Problem statement
Rewrite the rows below as a numbered list with blank lines omitted, starting at the row that contains "of the star" and ending at the last row.

Source material
┌──
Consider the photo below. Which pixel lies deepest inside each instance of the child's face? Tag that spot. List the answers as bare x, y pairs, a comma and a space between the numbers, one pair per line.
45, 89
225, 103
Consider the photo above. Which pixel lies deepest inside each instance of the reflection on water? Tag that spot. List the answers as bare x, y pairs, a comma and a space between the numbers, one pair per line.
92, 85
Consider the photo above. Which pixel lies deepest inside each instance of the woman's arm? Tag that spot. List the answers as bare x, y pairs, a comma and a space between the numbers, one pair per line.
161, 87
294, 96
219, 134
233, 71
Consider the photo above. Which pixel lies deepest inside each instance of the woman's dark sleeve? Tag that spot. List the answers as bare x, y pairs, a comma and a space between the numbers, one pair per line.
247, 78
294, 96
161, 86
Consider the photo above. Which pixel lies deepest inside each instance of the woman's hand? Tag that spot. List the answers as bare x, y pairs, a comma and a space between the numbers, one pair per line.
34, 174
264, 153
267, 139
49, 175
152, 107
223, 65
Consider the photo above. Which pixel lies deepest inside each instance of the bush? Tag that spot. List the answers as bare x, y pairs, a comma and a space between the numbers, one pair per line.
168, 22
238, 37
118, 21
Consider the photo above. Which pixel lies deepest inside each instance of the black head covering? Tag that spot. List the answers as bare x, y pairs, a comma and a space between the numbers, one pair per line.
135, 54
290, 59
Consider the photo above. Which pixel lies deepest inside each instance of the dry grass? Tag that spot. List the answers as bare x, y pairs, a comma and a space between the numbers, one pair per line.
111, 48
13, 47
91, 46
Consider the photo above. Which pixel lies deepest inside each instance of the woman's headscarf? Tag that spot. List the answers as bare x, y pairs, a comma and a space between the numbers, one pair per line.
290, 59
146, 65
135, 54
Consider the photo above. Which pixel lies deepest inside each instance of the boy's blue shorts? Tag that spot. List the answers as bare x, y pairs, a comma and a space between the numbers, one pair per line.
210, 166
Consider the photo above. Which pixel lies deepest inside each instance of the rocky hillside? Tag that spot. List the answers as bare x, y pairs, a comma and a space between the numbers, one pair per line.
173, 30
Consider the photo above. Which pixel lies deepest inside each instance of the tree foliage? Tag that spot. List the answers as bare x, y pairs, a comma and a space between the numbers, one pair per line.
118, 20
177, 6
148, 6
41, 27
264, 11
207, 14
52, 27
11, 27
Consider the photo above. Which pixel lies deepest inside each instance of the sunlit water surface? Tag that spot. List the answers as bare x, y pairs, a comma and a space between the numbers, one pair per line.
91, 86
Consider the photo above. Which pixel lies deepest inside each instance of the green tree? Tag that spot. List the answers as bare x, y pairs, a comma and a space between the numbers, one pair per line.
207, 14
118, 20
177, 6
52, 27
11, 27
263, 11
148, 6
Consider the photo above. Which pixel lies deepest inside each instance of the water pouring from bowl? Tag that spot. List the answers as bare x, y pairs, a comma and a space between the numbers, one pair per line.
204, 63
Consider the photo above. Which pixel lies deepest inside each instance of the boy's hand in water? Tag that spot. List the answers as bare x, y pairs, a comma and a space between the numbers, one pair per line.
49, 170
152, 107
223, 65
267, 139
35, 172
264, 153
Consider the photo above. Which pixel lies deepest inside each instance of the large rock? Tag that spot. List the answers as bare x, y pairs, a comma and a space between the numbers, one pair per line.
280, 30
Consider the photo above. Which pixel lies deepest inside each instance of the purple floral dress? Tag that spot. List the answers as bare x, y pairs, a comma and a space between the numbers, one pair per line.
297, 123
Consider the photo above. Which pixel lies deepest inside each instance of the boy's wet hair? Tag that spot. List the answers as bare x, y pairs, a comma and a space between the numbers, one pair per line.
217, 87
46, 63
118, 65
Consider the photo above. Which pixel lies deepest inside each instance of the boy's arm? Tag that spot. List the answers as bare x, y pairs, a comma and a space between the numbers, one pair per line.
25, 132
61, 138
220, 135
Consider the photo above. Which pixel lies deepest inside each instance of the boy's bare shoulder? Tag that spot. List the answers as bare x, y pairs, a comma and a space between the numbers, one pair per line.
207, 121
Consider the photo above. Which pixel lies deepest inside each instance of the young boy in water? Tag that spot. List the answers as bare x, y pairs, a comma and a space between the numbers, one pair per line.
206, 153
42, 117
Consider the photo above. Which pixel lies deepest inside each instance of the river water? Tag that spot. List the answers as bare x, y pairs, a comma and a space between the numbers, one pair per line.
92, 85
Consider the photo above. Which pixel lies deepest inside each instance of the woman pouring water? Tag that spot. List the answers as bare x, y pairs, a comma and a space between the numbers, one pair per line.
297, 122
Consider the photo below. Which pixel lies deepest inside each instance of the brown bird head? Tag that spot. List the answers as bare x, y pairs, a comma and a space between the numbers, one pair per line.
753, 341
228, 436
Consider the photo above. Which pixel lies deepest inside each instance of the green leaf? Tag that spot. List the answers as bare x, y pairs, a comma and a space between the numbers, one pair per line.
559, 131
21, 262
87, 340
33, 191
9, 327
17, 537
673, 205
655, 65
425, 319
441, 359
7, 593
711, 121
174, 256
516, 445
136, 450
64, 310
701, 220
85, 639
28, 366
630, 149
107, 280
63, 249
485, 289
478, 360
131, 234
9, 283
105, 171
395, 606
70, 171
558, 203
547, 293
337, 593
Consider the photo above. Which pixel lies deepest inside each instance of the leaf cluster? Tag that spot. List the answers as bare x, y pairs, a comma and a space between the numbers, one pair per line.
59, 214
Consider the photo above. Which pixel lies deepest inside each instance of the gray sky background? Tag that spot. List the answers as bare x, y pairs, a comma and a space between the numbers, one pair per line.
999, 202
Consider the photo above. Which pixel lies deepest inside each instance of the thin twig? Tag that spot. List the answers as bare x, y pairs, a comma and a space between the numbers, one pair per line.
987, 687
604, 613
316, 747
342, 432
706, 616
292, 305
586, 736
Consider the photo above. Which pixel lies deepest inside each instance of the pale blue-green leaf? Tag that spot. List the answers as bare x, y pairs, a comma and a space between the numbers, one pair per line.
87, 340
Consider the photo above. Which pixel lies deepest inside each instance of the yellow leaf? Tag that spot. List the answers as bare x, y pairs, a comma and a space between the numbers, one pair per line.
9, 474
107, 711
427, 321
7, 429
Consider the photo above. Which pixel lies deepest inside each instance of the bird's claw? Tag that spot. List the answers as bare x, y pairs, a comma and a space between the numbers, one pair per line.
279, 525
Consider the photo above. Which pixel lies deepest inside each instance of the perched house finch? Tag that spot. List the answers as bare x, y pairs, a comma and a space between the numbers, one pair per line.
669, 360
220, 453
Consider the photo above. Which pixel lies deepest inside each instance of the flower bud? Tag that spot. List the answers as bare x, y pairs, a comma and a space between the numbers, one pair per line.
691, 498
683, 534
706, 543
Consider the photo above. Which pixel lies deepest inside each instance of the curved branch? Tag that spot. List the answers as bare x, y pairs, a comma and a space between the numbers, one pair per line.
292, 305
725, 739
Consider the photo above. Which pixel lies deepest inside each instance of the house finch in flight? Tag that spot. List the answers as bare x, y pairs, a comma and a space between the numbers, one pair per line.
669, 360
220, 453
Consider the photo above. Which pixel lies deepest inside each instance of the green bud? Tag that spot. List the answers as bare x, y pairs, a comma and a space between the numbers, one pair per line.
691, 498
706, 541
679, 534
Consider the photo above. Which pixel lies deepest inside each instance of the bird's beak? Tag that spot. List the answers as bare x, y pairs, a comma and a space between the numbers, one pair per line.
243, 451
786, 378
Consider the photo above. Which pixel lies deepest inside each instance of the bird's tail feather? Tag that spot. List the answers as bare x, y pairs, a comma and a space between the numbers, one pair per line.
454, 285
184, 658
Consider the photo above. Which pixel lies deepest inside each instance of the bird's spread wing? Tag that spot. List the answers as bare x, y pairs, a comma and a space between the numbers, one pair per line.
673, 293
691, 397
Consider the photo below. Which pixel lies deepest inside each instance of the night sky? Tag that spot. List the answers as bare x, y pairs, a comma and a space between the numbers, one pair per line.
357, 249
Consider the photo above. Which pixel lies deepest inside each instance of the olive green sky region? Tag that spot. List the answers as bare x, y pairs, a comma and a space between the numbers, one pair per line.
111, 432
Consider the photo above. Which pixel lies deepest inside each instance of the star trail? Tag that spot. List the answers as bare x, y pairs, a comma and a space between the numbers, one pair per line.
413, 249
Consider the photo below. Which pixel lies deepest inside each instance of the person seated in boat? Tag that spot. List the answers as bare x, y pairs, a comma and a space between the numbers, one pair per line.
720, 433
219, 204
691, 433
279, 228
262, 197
└──
Written solution
1. Consider the photo above. Which pixel lies deepest inside each instance of the star trail? Tag that spot. List the answers as bare x, y pairs, a comma and a space between the numbers, one pair per line.
2. 413, 249
3. Consider the photo below. Which pixel lies deepest inside each instance of the person seated in boat? Tag that spot. List the answers as bare x, y pairs, a comma and a space between the numbers, one pair per line.
4. 720, 433
5. 219, 204
6. 691, 433
7. 279, 228
8. 262, 197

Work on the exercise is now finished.